Leonard Lloyd Duvall OBE (born 26 September 1961) is a British Labour and Co-operative politician serving as the Leader of the Labour Group in the London Assembly since 2004, and has been the Member of the London Assembly (AM) for Greenwich and Lewisham since 2000. Duvall is a former chair of both the Metropolitan Police Authority and the London Labour Party Regional Board.

Early life and career 
Duvall was born and raised in Woolwich. Duvall was a councillor for the London Borough of Greenwich from 1990 until 2001, during which time he was deputy leader of the council, until 1992, when he became leader, a position he held until his election to the London Assembly. He was one of the founders of the New Local Government Network, chair of the Thames Gateway London Partnership, chair of the Improvement and Development Agency for Local Government, vice-chair of the Local Government Information Unit, a non–executive Director of Millennium Experience Ltd, deputy chair of the Association of London Government, a member of the Council of Europe and Chamber of the Regions, chair of the Commonwealth Local Government Forum (1998–2005), and in 1998 he was appointed an OBE for "services to Local Government in London and to the Thames Gateway Partnership".

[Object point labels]

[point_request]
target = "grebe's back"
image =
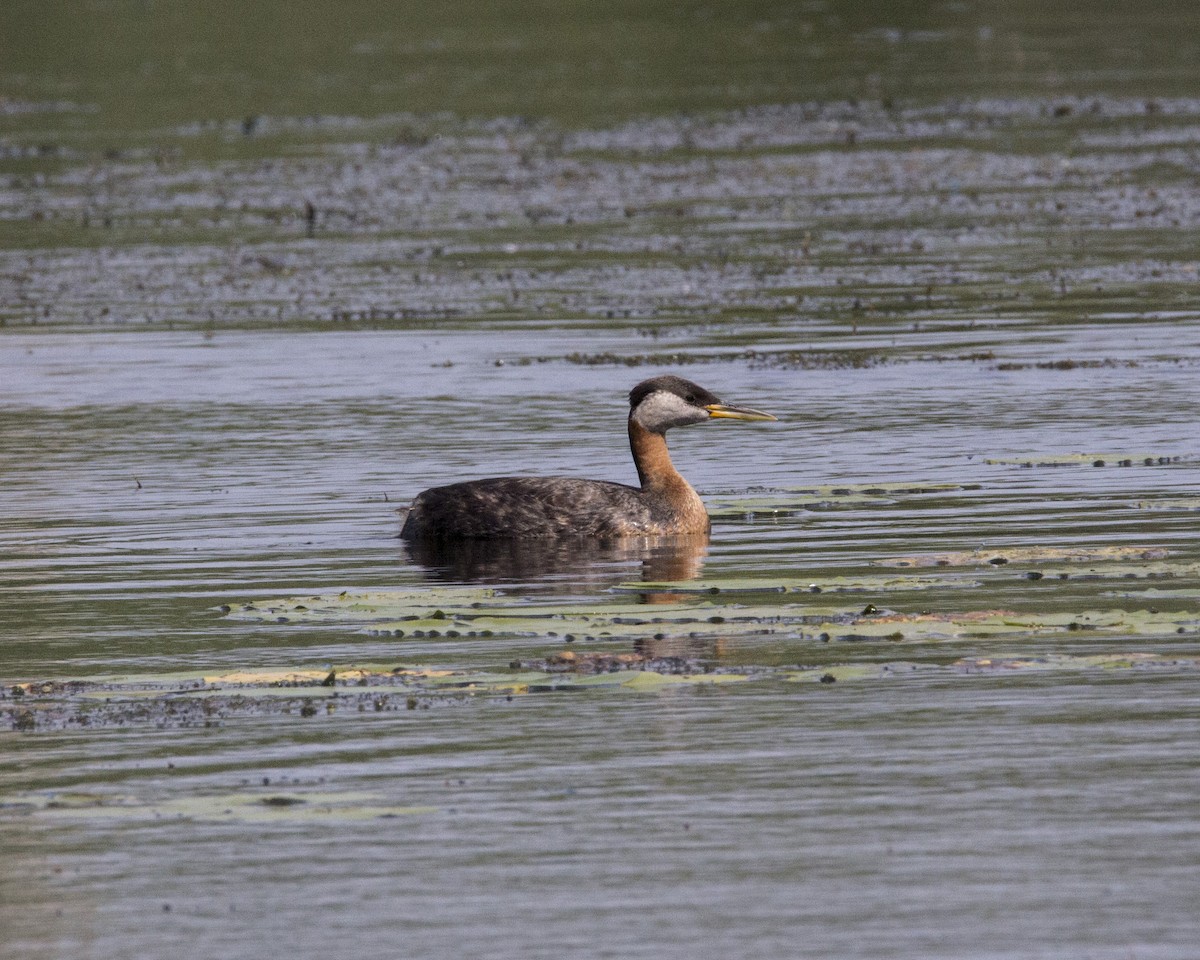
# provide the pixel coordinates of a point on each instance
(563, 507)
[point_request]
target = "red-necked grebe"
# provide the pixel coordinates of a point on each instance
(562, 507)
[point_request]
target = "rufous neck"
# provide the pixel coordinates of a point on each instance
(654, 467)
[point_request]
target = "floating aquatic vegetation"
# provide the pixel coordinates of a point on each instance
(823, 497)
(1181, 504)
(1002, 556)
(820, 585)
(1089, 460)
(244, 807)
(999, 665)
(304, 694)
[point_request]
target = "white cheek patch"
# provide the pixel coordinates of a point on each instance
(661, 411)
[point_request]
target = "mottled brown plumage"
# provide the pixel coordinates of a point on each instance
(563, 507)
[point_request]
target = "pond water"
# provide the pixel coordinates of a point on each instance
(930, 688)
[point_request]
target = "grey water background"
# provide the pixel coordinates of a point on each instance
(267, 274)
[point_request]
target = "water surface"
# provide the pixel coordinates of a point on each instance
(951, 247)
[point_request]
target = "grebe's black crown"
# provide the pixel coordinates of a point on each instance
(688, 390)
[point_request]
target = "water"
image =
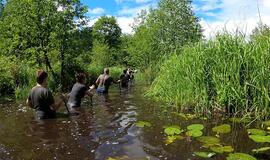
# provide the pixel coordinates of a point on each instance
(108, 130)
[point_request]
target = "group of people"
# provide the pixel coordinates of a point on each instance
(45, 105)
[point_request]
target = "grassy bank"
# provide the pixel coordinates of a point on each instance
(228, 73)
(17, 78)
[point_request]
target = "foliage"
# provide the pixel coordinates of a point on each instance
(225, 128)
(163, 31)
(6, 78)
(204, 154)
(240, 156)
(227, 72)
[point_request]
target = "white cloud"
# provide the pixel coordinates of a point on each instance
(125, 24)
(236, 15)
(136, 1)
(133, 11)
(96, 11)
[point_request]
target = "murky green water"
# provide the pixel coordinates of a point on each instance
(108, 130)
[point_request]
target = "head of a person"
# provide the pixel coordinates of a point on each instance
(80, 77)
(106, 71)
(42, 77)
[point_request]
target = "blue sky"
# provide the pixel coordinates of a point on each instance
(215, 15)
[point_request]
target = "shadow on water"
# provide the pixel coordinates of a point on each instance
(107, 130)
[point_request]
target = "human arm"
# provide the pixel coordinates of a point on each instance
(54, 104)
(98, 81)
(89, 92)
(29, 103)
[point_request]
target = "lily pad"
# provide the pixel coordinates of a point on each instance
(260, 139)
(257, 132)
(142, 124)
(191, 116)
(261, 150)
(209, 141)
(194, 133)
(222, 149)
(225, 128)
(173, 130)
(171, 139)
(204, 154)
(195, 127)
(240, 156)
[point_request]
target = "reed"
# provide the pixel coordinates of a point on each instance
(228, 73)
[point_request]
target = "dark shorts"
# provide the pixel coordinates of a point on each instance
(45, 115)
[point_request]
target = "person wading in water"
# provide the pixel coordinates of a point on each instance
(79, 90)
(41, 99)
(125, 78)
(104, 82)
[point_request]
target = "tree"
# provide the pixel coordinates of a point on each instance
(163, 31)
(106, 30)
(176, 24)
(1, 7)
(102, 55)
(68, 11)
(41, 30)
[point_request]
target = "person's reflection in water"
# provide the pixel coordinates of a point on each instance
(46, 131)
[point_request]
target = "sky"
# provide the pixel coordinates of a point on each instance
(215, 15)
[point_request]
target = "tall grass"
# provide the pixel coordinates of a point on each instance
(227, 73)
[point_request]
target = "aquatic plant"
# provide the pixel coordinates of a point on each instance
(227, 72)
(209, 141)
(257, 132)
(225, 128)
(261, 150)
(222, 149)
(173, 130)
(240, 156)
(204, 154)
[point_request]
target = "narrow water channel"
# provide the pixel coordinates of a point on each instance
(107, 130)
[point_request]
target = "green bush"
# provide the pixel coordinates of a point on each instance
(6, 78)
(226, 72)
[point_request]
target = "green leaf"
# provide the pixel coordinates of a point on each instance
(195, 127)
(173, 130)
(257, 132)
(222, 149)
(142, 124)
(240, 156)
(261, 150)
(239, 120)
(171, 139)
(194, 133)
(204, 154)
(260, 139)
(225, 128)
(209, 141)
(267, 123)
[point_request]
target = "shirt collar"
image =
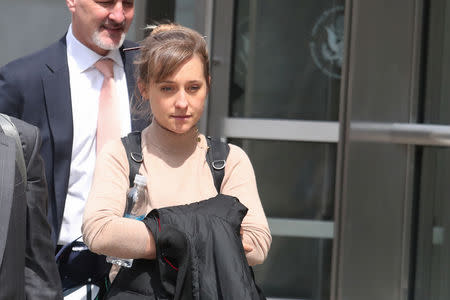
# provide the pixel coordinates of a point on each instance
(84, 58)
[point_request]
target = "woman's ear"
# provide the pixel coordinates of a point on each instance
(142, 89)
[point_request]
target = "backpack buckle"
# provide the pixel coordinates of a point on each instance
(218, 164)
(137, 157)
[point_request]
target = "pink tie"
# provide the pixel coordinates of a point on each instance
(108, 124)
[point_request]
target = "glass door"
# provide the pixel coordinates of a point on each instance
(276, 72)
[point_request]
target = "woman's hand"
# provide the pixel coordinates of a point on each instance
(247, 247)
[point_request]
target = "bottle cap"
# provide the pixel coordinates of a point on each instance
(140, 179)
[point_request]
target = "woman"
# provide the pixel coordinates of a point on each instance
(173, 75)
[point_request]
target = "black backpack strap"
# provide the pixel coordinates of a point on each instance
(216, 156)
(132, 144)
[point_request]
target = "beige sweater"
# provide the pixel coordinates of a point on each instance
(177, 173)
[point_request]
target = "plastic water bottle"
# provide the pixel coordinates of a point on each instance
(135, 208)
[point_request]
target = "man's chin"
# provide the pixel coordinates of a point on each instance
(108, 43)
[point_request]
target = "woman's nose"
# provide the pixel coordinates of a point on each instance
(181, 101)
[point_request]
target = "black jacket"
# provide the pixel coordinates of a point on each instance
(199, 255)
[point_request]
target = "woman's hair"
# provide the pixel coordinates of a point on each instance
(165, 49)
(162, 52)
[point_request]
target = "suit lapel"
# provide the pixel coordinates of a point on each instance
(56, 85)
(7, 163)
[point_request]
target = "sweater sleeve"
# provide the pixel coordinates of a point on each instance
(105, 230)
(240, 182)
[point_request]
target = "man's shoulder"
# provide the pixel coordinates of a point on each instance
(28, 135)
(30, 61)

* * *

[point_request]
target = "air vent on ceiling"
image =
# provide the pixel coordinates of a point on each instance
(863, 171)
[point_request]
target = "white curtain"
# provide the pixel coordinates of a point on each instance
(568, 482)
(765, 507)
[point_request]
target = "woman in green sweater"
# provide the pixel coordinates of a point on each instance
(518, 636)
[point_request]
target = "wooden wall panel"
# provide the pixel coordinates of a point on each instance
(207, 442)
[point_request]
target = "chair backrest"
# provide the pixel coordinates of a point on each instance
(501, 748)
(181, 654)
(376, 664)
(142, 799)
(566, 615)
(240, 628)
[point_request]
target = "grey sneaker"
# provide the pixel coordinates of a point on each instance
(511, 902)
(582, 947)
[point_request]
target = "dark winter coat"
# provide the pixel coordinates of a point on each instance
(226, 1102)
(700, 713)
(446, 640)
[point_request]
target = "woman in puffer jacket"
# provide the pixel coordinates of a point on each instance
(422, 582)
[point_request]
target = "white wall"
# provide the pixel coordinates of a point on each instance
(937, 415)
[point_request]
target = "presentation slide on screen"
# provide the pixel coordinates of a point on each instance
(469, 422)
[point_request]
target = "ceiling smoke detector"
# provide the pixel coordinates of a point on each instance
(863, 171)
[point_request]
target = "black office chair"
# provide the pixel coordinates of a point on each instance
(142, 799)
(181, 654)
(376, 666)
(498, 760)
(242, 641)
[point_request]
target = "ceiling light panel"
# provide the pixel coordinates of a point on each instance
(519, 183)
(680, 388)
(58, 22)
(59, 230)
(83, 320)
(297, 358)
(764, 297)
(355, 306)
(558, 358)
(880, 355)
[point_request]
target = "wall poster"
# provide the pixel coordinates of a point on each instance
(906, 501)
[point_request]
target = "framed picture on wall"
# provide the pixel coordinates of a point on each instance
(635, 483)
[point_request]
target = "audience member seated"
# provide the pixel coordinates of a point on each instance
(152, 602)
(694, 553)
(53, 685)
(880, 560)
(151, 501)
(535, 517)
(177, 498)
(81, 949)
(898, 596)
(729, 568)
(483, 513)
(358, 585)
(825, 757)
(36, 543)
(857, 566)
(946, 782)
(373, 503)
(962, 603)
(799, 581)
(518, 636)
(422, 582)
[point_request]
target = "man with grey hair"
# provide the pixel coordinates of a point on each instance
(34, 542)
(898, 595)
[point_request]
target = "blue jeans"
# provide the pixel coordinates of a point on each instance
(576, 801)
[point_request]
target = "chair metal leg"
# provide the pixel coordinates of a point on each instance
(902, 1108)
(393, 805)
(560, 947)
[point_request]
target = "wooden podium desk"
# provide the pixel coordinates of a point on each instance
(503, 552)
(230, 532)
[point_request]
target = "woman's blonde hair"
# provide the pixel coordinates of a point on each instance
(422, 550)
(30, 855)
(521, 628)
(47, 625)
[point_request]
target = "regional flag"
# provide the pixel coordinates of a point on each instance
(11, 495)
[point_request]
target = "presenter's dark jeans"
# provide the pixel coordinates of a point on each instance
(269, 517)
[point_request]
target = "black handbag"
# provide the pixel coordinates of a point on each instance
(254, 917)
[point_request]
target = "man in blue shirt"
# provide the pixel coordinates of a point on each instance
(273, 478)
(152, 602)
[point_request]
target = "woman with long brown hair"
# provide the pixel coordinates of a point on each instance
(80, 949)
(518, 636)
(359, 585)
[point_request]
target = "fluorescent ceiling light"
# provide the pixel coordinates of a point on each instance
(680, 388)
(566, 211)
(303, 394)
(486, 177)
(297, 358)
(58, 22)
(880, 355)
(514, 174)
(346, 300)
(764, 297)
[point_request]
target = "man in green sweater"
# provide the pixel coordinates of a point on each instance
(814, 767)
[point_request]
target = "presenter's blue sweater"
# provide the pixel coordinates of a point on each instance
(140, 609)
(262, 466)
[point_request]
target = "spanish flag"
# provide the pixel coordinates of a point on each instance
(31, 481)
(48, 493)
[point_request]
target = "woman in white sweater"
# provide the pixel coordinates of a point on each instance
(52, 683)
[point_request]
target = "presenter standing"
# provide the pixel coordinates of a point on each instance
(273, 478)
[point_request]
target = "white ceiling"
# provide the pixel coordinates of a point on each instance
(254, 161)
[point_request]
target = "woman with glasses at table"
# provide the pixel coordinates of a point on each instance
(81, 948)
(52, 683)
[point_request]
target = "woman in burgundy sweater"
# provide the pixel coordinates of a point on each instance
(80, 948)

[EXERCISE REQUIREMENTS] From the text about Leonard Lloyd Duvall above, list every organization it says he served as chair of. Leave out the ones where he was deputy chair or vice-chair.

[COMPLETE ANSWER]
- Metropolitan Police Authority
- London Labour Party Regional Board
- Thames Gateway London Partnership
- Improvement and Development Agency for Local Government
- Commonwealth Local Government Forum